REQUIREMENTS:
Only the lines starting at the one that contains "For each instance of the lace" and running to the end should be repeated, exactly as written.

(Raw records)
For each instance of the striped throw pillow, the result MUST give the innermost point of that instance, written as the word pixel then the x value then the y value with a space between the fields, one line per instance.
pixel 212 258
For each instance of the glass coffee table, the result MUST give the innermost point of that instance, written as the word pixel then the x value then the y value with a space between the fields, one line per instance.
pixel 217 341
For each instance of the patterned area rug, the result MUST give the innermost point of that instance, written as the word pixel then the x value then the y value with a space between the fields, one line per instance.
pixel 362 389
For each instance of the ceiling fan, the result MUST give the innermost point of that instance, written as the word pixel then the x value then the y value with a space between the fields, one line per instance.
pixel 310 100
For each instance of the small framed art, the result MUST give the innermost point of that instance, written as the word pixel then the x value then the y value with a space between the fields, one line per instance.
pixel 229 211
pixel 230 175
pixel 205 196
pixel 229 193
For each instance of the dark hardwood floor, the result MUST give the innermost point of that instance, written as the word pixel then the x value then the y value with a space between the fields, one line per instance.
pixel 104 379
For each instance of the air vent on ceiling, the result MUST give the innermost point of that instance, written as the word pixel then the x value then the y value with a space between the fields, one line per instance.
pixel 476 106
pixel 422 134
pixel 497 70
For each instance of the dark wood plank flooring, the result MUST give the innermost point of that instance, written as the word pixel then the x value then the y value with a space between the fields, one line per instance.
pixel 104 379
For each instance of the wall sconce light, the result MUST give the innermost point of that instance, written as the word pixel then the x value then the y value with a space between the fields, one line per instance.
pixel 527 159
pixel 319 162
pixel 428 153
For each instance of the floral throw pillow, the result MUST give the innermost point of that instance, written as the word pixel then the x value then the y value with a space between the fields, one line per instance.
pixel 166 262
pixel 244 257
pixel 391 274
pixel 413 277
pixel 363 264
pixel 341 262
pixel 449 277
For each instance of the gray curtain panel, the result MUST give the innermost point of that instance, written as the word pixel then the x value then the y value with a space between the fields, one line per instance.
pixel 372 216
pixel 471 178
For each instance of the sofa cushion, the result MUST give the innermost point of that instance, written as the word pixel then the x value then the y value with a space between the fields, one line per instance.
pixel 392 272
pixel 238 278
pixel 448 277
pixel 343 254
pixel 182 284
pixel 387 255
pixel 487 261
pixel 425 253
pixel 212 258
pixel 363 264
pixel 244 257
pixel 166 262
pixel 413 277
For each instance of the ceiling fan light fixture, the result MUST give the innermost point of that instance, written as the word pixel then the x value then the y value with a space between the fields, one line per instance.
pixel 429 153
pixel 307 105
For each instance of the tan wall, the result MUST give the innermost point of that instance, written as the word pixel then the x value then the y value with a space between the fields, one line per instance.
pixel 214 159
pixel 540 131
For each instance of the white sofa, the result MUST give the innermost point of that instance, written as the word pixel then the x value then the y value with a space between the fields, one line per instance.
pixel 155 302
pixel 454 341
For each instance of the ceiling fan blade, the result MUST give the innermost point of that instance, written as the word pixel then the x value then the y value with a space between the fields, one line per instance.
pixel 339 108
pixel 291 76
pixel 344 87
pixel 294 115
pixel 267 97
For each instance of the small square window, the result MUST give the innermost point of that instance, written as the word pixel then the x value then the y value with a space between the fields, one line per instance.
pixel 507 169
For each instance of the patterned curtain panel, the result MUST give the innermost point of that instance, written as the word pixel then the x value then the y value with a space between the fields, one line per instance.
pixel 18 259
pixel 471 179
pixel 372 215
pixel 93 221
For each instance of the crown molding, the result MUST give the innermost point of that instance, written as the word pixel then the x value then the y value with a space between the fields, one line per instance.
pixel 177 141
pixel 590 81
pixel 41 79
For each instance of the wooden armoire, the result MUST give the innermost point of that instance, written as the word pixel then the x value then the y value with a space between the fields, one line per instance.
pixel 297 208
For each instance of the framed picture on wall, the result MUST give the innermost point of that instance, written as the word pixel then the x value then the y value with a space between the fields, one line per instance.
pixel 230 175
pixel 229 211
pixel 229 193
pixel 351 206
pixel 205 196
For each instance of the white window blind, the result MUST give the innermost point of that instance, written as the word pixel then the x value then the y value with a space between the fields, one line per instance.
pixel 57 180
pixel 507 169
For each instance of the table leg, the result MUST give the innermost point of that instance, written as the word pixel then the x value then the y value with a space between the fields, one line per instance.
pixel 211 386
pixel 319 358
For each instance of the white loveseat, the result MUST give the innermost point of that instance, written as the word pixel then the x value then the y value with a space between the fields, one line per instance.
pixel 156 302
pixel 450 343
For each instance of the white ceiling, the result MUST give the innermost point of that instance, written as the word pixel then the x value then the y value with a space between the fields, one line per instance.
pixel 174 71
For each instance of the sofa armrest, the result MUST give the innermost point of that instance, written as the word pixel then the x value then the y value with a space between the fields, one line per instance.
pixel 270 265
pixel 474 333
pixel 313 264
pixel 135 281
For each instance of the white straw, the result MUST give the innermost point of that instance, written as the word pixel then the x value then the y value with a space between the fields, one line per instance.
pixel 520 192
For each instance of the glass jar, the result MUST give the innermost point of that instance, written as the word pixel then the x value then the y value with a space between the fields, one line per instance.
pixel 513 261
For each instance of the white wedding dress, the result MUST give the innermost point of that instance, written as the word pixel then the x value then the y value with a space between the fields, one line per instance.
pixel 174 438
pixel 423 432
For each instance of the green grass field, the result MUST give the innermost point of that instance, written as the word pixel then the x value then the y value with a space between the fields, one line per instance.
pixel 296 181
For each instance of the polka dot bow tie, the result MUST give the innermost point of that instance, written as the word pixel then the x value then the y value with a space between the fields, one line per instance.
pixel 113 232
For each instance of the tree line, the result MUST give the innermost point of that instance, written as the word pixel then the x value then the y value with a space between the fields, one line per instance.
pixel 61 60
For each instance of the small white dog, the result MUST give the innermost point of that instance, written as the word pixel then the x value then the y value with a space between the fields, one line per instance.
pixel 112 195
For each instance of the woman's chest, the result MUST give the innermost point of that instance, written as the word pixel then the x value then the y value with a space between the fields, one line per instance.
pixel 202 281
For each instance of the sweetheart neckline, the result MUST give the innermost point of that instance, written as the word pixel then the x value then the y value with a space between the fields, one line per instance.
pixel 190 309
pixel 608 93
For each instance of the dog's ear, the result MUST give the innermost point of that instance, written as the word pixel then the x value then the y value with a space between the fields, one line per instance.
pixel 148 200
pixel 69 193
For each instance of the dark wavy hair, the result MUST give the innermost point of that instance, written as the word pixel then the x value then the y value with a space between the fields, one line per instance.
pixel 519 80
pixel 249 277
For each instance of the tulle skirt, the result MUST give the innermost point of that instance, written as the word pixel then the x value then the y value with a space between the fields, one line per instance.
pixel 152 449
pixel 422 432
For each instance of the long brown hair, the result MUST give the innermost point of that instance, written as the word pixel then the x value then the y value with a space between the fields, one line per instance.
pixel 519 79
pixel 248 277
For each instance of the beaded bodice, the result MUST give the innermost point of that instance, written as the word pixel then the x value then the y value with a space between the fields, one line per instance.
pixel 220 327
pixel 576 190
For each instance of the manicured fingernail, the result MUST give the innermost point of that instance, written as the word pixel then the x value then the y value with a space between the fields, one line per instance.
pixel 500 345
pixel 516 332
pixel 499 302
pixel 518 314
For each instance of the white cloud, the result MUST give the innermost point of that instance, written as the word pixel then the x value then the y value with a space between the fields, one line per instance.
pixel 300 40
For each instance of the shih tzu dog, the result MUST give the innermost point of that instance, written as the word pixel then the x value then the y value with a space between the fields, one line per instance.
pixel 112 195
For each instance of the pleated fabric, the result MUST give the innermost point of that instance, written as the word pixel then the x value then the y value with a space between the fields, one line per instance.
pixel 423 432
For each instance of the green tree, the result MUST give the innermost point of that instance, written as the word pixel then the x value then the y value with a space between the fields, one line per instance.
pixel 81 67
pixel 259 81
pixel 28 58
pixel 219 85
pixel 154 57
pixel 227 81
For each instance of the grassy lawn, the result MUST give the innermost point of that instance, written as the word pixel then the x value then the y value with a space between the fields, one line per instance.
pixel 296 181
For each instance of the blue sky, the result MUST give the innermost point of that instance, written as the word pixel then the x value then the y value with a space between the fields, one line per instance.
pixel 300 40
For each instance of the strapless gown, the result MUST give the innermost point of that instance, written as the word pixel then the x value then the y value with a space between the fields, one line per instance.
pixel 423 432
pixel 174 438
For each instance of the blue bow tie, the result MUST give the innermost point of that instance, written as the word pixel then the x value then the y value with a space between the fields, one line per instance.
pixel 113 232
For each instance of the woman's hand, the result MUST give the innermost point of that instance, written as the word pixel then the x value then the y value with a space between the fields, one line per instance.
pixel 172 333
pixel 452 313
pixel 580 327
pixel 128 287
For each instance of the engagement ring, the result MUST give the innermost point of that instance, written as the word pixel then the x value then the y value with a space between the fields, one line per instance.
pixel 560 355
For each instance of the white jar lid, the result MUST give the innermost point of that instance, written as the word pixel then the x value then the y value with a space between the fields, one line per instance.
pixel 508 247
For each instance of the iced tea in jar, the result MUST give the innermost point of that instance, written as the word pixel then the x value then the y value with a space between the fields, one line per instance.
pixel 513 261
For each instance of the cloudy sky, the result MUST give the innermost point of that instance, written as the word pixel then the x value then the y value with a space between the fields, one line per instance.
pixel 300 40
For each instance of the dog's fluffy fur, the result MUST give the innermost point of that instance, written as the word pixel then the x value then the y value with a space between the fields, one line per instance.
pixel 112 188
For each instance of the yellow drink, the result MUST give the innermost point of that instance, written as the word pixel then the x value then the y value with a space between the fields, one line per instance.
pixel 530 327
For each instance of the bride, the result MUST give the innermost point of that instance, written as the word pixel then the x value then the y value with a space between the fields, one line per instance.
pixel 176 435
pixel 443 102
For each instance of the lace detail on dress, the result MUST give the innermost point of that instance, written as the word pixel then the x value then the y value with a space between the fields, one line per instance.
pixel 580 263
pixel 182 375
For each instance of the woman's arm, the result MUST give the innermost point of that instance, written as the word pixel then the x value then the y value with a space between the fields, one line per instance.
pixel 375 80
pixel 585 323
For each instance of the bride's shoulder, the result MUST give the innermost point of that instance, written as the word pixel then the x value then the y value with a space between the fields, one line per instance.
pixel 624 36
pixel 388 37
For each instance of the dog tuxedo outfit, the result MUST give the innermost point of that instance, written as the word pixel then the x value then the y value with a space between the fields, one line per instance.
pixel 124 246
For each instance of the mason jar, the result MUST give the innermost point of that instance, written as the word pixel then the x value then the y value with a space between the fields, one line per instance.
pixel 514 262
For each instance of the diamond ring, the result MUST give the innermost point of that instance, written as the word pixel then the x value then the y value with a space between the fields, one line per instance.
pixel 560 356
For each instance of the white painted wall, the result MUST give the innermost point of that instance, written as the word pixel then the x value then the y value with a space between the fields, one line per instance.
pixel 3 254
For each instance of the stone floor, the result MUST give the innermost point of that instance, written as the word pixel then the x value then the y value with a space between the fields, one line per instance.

ANSWER:
For each instance of the lace detail on dress, the result MUST give the innermost point of that instance, written as the word pixel then the x value then the y value with a space between the fields, one line per instance.
pixel 580 263
pixel 182 375
For each instance of the woman's arm, the result MUST give the innermost point of that instance, written as the word pixel then the x value then the y value with a space between the fields, one line per instance.
pixel 375 80
pixel 585 323
For each instance of the bride's shoulder, the result MUST give the innermost point of that instance, written as the word pixel then the x value then the y value with a space between the fields, one line per instance.
pixel 624 36
pixel 388 37
For each instance of the dog tuxedo outfit, the result MUST give the innermost point of that instance, written as the word pixel then the x value then the y value with a space between the fields, one line per instance.
pixel 124 246
For each instance of the mason jar, the result MUST give the innermost point of that instance, written as the word pixel then the x value then the y value with a space between the fields, one line per instance.
pixel 514 262
For each instance of the diamond ring, the result MUST give the innermost point of that instance, written as the word pixel then the x value then the y value with a space between the fields, one line per instance.
pixel 560 356
For each instance of the white painted wall, the result MUST give the innermost point of that instance, written as the word pixel then the x value then the y value with a space between the fields, one line per instance.
pixel 3 254
For each instance of the stone floor, the result MUST give the innermost point of that instance, written as the word pixel then the x value then the y value with a space between the fields, one line per instance.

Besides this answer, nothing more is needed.